━━━ Righe dell'esercizio

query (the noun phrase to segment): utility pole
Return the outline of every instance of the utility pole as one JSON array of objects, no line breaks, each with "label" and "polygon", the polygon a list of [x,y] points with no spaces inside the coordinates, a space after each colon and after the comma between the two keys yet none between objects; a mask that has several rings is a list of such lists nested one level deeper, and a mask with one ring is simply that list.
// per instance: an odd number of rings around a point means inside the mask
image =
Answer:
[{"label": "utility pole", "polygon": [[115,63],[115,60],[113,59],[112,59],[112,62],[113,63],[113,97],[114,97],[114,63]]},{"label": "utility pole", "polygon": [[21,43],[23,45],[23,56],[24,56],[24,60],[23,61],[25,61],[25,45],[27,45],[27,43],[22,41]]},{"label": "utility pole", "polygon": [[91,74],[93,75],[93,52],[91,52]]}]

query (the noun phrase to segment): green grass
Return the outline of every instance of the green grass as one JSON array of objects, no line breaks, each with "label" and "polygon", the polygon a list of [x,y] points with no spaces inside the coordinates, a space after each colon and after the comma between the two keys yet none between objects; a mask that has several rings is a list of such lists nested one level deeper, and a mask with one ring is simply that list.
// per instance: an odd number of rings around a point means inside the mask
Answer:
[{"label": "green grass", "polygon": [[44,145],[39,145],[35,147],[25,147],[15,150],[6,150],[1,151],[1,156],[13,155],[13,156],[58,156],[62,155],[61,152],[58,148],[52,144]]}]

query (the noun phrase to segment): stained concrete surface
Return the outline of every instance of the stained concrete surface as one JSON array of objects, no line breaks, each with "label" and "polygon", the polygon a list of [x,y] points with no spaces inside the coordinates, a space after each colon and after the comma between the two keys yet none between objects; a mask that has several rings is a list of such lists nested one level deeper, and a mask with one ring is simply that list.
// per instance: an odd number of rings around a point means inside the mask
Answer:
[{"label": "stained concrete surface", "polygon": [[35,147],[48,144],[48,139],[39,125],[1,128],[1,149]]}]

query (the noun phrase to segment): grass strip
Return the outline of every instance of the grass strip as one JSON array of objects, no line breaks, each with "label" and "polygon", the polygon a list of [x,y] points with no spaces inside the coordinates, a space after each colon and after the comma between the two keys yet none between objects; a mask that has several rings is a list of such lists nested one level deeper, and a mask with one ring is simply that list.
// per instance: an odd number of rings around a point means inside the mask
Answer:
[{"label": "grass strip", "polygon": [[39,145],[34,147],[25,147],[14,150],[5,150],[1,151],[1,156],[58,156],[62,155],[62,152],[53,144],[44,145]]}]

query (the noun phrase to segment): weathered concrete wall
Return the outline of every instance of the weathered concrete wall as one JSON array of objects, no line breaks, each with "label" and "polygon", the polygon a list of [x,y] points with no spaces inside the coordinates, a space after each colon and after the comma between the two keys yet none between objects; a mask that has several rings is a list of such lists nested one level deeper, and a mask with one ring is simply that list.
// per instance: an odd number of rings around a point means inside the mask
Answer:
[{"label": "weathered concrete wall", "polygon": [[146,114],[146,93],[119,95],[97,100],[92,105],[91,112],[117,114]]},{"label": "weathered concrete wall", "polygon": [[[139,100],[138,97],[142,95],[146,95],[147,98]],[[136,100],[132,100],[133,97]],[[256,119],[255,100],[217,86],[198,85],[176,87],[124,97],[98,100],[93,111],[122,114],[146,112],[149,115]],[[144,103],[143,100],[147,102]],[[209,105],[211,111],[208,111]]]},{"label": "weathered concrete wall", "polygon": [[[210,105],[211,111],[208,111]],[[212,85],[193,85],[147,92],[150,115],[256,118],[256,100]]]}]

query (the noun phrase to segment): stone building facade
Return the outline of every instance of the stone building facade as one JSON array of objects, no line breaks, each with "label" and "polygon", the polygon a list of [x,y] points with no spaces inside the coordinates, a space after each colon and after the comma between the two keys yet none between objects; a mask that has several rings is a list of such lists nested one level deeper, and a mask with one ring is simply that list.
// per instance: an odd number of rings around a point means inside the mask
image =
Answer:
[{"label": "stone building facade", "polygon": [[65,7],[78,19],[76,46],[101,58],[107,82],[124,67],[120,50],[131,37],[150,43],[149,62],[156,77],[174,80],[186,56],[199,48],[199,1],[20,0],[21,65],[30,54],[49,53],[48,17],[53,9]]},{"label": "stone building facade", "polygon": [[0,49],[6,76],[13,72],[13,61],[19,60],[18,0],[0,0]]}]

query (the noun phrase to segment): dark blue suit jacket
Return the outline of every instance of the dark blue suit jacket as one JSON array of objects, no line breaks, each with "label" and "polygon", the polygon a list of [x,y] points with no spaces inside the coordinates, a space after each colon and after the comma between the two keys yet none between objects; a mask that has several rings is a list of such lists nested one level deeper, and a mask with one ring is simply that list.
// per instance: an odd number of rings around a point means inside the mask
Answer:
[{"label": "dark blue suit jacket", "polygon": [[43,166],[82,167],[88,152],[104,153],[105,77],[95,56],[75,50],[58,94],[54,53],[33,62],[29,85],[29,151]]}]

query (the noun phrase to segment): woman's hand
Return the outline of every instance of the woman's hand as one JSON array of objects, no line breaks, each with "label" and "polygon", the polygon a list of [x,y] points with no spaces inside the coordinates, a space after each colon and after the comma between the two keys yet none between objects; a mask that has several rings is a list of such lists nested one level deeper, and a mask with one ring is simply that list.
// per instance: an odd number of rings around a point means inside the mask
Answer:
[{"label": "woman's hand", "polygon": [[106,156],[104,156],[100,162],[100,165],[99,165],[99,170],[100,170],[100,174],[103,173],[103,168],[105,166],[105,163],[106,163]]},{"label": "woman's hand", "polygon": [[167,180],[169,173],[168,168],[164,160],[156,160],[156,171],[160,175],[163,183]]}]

━━━━━━

Per favore, duplica senza alcuna modifica le righe qui sopra, dalla riga che contiene "query (the noun phrase to segment): dark" fino all'ultima, entrambe incluse.

• **Soluzione scritta**
query (the noun phrase to segment): dark blue suit jacket
Return the outline of every instance of the dark blue suit jacket as one JSON array of objects, no line breaks, each with "label" and "polygon", the polygon a list of [x,y] points with no spaces inside the coordinates, a space after each colon and after the comma between the two keys yet none between objects; a mask that has several rings is a list of such lists nested one level deeper, and a mask with one ring is simply that list.
// per instance: an odd number of rings around a point means inside the mask
Answer:
[{"label": "dark blue suit jacket", "polygon": [[43,166],[82,167],[88,152],[104,153],[105,77],[95,56],[75,50],[58,94],[54,53],[33,62],[29,85],[29,151]]}]

query (the noun phrase to segment): woman's hand
Return the outline of every instance of the woman's hand as one JSON array of objects, no line breaks, each with "label" and "polygon", the polygon a list of [x,y] points with no spaces inside the coordinates, a space after each colon and after the comma between the two keys yet none between objects; a mask that has several rings is a list of such lists nested one level deeper, and a mask with one ring is simply that list.
// per instance: an odd number of rings around a point means inside the mask
Answer:
[{"label": "woman's hand", "polygon": [[106,156],[104,156],[100,162],[100,165],[99,165],[99,170],[100,170],[100,174],[103,173],[103,168],[105,166],[105,163],[106,163]]},{"label": "woman's hand", "polygon": [[167,180],[169,173],[168,168],[164,160],[156,160],[156,171],[160,175],[163,183]]}]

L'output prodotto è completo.